TAREFAS DO EXERCÍCIO:
1. Indique se cada afirmação concorda com o texto sobre o tempo na escola, respondendo sim ou não e citando as palavras do texto que decidem a questão: (a) tendemos a avaliar a aprendizagem por razões cognitivas; (b) além do calendário de doze meses, adotam-se o semestre, o bimestre e o módulo aula como medidas do tempo de aprendizagem; (c) os alunos que fogem ao padrão de velocidade e eficiência são considerados inteligentes.
2. Reproduza, por favor, tudo o que vai de "Os tempos de" até "contextos mais globais." no texto sobre o tempo na escola, sem nenhuma alteração.

TRECHO SELECIONADO:
******
2.2.- Argumentos teórico-práticos

     A sociedade atual apresenta-se enredada numa cultura de velocidade e eficiência que afeta diretamente nossa consciência. Acreditamos que a velocidade reflete o estar alerta para o mundo competitivo, para o poder e para o sucesso dentro dos padrões do capitalismo contemporâneo. Como estamos sempre atropelados por compromissos, movidos pela falta de tempo, recorremos à lógica do tempo para classificar nossos alunos da mesma forma que classificamos a produção e os produtos para consumo. Colocamos um alto valor na cultura da velocidade, invertendo a função do tempo. No lugar de fazermos dele um instrumento para facilitar nossa vidas, tornamo-nos seus escravos. E, por razões culturais e não cognitivas, tendemos a avaliar a aprendizagem dentro da nossa percepção de tempo assim construída. Os alunos que se enquadram nos valores de velocidade e eficiência são considerados inteligentes e hábeis, enquanto aqueles que fogem a esse padrão social são considerados atrasados e lentos RICCI, Rudá, O perfil do educador do século XXI, Belo Horizonte, Seminário de Formação de Educadores, Regional Pampulha, 1997.. Dessa forma, perpetuamos o status quo e negamos as diferenças, num testemunho inequívoco de que as oportunidades para os alunos da última categoria limitam-se à vaga e não aos benefícios que a escola, em tese, produz.
     Coerente com a tradição expressa, a escola tem tratado a aprendizagem sob a forma de generalizações previsíveis, que pode ser obtida ao estabelecer um calendário rígido de ensino, dando muita atenção ao desenvolvimento e aplicação de instrumentos precisos de medidas. Como se não bastasse o calendário de doze meses, outros parâmetros de medida do tempo de aprendizagem são adotados : o semestre, o bimestre e o módulo aula.
     Os tempos de escolaridade já não podem permanecer os mesmos, circunscritos a um currículo que não resistirá mais às mudanças quando submetidos ao crivo das diferenças. Ao exercer um controle rígido sobre o tempo em detrimento de um bom funcionamento do trabalho escolar, não consideramos o significado dessa conduta para a aprendizagem do aluno. Como conseqüência, a educação é pensada em termos quantitativos, pelos quais os alunos aprendem unidades e peças separadas de informações, sem relação com suas experiências e com os contextos mais globais.
******
(Anotações de coordenadas)
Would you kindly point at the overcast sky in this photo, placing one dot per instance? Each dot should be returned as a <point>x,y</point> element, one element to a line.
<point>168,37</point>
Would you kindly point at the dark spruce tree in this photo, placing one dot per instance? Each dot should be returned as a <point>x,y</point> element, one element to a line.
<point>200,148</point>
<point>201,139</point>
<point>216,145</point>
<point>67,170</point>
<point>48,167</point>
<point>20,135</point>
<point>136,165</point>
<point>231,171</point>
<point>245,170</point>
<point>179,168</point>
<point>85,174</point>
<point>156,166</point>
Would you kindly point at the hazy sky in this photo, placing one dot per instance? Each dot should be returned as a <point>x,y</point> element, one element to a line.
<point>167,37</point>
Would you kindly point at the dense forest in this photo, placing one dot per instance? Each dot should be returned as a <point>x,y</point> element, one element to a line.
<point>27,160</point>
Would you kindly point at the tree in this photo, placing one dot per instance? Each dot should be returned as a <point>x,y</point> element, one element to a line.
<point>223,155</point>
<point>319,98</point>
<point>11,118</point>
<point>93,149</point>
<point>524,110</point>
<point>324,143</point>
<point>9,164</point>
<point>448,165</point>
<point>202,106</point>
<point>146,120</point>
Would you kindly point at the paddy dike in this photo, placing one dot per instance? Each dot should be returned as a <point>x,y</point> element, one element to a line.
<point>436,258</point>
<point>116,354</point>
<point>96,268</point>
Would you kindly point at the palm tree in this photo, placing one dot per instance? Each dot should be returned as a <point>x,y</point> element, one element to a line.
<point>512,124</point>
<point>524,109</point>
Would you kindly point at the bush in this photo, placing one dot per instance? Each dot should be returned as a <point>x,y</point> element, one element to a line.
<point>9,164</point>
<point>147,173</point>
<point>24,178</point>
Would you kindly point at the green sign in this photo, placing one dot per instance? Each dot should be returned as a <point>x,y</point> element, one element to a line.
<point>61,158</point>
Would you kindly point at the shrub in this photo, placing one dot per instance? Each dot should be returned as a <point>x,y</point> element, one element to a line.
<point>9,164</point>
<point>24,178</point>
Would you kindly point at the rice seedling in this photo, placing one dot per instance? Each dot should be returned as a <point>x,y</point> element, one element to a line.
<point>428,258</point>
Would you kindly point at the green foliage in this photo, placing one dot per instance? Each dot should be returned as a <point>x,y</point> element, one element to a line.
******
RESPOSTAS DAS TAREFAS:
1.
(a) Não: "por razões culturais e não cognitivas".
(b) Sim: "outros parâmetros de medida do tempo de aprendizagem são adotados : o semestre, o bimestre e o módulo aula".
(c) Não: "aqueles que fogem a esse padrão social são considerados atrasados e lentos".

2.
Os tempos de escolaridade já não podem permanecer os mesmos, circunscritos a um currículo que não resistirá mais às mudanças quando submetidos ao crivo das diferenças. Ao exercer um controle rígido sobre o tempo em detrimento de um bom funcionamento do trabalho escolar, não consideramos o significado dessa conduta para a aprendizagem do aluno. Como conseqüência, a educação é pensada em termos quantitativos, pelos quais os alunos aprendem unidades e peças separadas de informações, sem relação com suas experiências e com os contextos mais globais.